EXERCISE TASK
Reproduce, without any alteration, the lines of the entries below, beginning with the line that contains "Exercise. Spot the wooden" and continuing up to and including the final line of the entries.

RECORD LIST
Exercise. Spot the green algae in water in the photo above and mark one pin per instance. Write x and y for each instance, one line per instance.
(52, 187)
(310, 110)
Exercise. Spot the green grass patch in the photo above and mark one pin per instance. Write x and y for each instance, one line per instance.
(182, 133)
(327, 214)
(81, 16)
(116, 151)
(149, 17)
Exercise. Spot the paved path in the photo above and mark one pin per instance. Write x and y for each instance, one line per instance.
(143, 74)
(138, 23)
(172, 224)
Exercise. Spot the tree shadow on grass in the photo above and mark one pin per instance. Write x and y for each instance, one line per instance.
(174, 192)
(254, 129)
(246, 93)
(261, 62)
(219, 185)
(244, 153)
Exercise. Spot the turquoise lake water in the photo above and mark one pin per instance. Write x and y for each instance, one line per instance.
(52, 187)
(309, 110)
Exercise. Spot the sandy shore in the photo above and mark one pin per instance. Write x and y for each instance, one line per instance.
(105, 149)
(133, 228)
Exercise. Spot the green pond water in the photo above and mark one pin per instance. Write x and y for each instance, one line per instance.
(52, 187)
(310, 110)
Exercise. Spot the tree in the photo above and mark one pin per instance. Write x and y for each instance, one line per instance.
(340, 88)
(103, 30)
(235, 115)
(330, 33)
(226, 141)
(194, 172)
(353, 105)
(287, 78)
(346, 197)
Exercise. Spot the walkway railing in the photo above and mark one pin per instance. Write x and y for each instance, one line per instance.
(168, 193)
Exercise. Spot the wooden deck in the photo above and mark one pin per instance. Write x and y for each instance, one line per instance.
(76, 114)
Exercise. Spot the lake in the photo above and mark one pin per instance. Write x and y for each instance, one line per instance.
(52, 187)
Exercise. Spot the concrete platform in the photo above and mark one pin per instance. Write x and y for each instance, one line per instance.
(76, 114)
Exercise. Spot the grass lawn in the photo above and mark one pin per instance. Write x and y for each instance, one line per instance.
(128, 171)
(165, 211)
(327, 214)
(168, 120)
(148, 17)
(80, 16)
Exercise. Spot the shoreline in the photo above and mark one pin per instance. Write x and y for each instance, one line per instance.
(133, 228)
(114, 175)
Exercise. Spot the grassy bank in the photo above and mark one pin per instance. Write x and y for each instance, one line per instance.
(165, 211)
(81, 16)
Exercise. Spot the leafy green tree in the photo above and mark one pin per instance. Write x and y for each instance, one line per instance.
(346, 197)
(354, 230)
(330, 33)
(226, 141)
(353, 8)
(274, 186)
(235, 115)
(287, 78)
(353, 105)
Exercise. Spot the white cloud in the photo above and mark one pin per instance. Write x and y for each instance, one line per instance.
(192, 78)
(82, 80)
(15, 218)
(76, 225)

FINISHED EXERCISE
Exercise. Spot the wooden deck in the photo above and mark one pin per instance. Write x and y for each instance, one line per instance.
(76, 114)
Exercise. Spot the lake in the photo above and mark one pin per instance. Write x and y for each instance, one line per instance.
(52, 187)
Exercise. Spot the concrete platform in the photo above and mark one pin per instance. Write x and y for each instance, one line per instance.
(76, 114)
Exercise. Spot the grass lawn in the photo above and mark one pin per instance. Write x and y for each instance, one line per instance.
(128, 171)
(165, 211)
(327, 214)
(168, 120)
(148, 17)
(80, 16)
Exercise. Spot the shoreline in the photo above and mark one pin per instance. Write x and y for each instance, one line per instance.
(133, 228)
(114, 175)
Exercise. Spot the grassy bank in the photo above and mark one pin per instance. Write x and y for each instance, one line per instance.
(165, 211)
(81, 16)
Exercise. Spot the leafy green tree in the photo above and mark one pin per instance. Write x and y for each instance, one line per instance.
(346, 197)
(354, 230)
(330, 33)
(226, 141)
(353, 8)
(274, 186)
(235, 115)
(287, 78)
(353, 105)
Exercise. Spot the white cloud in the photo above and mark one pin per instance. Write x and y for each instance, one line per instance.
(192, 78)
(82, 80)
(15, 218)
(76, 225)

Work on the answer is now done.